> **Directions**
Reproduce everything from "Each instance of the green wooden" down to "(846, 1227)", swapping "gravel ballast" for "crushed stone ballast" and leaving all else unchanged. Return only those lines.

> **Records for processing**
::::::::::

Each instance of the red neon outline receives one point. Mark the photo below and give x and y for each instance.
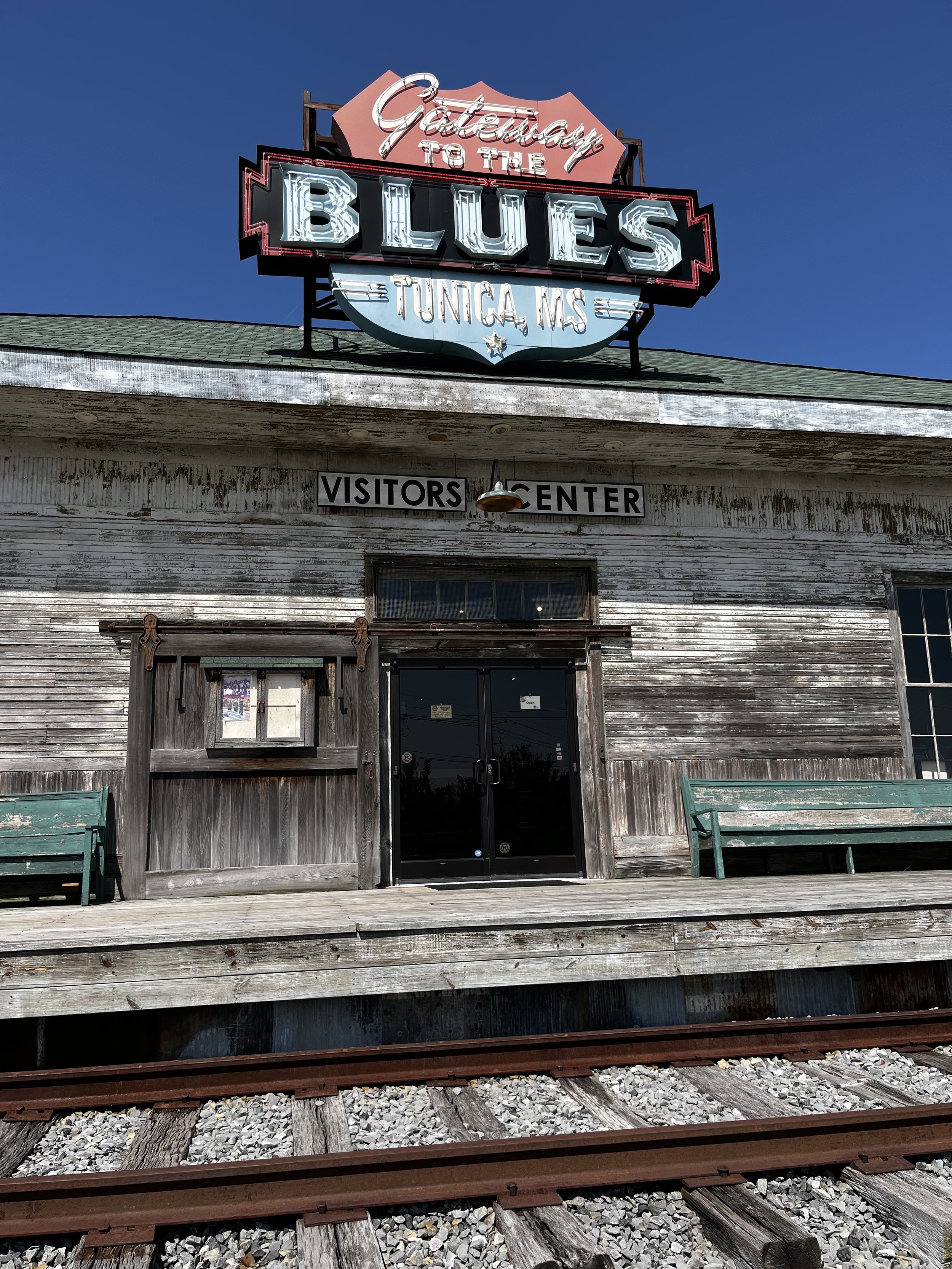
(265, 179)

::::::::::

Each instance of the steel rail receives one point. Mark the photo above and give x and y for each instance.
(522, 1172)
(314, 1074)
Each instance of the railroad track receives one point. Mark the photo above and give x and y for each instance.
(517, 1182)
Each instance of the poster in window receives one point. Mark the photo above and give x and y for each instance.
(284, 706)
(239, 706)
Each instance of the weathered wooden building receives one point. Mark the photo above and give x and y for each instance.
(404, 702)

::::::::::

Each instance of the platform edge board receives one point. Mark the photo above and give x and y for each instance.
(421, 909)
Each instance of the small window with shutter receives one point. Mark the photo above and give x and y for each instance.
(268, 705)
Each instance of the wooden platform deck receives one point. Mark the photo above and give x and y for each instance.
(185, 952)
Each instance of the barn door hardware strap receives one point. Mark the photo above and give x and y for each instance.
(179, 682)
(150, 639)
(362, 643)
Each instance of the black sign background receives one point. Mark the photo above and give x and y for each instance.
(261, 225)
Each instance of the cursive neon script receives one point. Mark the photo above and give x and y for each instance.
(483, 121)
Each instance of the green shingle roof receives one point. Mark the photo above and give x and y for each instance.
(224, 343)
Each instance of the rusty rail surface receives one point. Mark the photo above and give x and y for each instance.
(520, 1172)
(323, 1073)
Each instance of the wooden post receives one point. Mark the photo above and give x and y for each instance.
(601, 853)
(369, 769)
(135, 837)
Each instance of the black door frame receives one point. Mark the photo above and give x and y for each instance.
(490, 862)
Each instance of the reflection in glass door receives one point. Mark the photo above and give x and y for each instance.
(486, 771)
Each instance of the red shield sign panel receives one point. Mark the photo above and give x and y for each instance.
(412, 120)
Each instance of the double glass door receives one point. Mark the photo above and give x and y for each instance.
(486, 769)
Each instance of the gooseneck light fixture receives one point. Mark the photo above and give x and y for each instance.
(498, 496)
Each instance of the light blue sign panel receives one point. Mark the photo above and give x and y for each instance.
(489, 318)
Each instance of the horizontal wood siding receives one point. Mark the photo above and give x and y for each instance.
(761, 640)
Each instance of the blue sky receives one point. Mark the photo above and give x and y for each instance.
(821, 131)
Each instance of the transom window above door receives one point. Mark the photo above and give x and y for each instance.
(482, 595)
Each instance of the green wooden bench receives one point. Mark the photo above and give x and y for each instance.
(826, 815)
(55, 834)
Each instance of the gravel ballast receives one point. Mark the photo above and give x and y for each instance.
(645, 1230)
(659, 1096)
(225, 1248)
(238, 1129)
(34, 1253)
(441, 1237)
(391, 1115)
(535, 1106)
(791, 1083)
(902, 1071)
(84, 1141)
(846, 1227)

::::::::::

> **Full answer**
Each instance of the green wooden bench receives one point. Mark the photo above and give x and y for each instance.
(826, 815)
(55, 834)
Each instance of the crushed stone ballast receives one point. Mark the photo above and give x and y for each instance.
(645, 1230)
(659, 1096)
(225, 1248)
(238, 1129)
(34, 1253)
(441, 1237)
(391, 1115)
(535, 1106)
(791, 1083)
(902, 1071)
(84, 1141)
(846, 1227)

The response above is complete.